## Passage

But this time can also be an opportunity to pull ahead of your competitors. As a consultant to law firms and law departments, and a former client (as a GC and Law Department COO), I can suggest things that clients would be impressed with and what would help grow and strengthen your relationships with your clients. I also know what opportunities for improvement are out there.

Here are 10 tactics to help you grow and strengthen your legal business now:

1. Profitability — This is when to analyze if your RFP responses are winning the business you want. You have the time now to assess your pricing to assure your margins and profitability are the best they can be. If you are in the market for a new kind of vendor, like an e-discovery or litigation support vendor, do your search and fee negotiations now. It should be an opportune time, as some litigation is temporarily slowing down.

2. Business Retention — Reach out to your clients to see how they are — by phone if possible. As I drafted this article, I received a phone call from one of my vendors to see how I was doing and if there was any help that I needed. That one-minute outreach meant a lot. It made me feel that, as a client, my vendor cared about me. And it also resulted in more work for the vendor because I took the vendor up on its offer to provide some telecommunications-based services.

Your law firm is a vendor to your clients. I know — we are a profession, and don’t like to think of ourselves as vendors or suppliers — but in fact, that is what we are. We supply legal services to our clients, analogous to Amazon providing shopping services to its clients. Reach out to see what your clients need and offer your services — and maybe additional or alternative services — to help clients get through these days.

3. Review your compensation plans — You may think that compensation plans and partnership agreements are not business development matters — but you’re mistaken. Your firm should be rewarding certain kinds of skills and behaviors that directly result in more and continued business. Now might be the time to really study whether you are rewarding the right activities in the right way.

I’ve done many analyses of partner compensation plans. Often, firms live with the one that’s been in play for a long time, because it is too hard to change it. But newer attributes may be the ones to be recognized, and now may be the time to really think about your priorities as a firm.

4. Leadership training — You’ve probably been meaning to do this for a long time and may not have found the time to concentrate on it. With just the commuting time you are savings, you can develop these plans and start the work via virtual meetings. With strong leaders come better teams and more client engagement wins.

5. Diversity & inclusion assessment and improvement — Data about your firm’s diversity and inclusion status, including retention of talent, exists within your firm. Use this time to hire a professional to analyze your situation and implement some positive changes, so that when business really picks up again, you are ready for your clients’ D&I demands.

## Information supplied
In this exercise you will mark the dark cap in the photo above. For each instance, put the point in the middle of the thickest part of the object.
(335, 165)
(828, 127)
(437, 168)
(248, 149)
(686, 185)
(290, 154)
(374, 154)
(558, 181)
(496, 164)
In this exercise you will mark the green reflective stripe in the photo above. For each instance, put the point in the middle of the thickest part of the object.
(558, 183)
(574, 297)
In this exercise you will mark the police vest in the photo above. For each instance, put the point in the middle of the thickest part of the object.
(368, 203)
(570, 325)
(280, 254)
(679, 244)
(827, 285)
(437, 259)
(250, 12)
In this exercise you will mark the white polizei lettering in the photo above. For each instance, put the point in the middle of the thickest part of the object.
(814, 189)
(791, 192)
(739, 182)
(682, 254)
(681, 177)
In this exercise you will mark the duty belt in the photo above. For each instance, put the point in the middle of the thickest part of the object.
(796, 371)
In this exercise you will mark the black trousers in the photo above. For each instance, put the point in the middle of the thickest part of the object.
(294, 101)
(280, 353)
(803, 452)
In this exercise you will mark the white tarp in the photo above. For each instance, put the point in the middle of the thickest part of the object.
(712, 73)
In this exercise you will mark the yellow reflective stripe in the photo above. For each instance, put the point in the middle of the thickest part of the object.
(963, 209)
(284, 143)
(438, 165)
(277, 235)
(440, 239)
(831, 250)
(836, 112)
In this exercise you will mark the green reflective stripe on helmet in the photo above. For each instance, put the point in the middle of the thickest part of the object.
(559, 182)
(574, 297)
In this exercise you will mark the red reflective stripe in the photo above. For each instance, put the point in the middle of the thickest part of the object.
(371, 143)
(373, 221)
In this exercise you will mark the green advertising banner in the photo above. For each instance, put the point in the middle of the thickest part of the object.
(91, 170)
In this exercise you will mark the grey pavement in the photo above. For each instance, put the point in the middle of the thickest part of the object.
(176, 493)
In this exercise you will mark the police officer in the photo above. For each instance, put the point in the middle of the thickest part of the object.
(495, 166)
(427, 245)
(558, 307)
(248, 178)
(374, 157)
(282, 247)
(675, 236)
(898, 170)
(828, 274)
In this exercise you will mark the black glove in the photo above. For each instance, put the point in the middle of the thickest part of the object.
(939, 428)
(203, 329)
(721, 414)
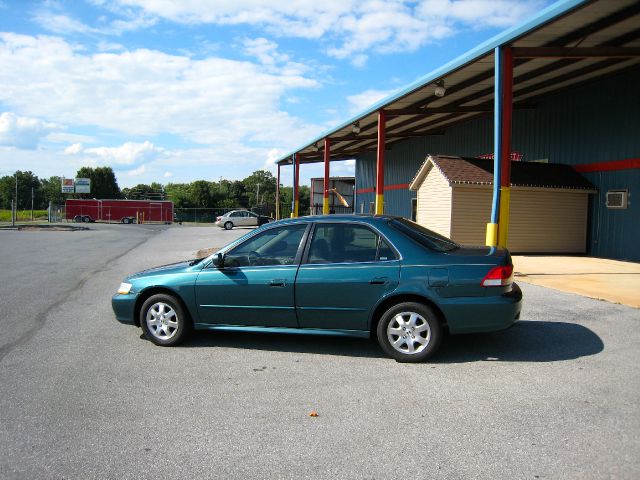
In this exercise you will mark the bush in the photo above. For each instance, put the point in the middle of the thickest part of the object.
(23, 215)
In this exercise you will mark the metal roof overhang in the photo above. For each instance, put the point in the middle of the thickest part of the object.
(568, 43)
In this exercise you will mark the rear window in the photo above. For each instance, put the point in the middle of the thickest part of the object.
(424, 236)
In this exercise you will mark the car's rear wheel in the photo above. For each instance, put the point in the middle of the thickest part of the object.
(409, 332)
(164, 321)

## The problem
Reproduce the stretch of the legal business article from "Your law firm" through "the right way.".

## Task output
Your law firm is a vendor to your clients. I know — we are a profession, and don’t like to think of ourselves as vendors or suppliers — but in fact, that is what we are. We supply legal services to our clients, analogous to Amazon providing shopping services to its clients. Reach out to see what your clients need and offer your services — and maybe additional or alternative services — to help clients get through these days.

3. Review your compensation plans — You may think that compensation plans and partnership agreements are not business development matters — but you’re mistaken. Your firm should be rewarding certain kinds of skills and behaviors that directly result in more and continued business. Now might be the time to really study whether you are rewarding the right activities in the right way.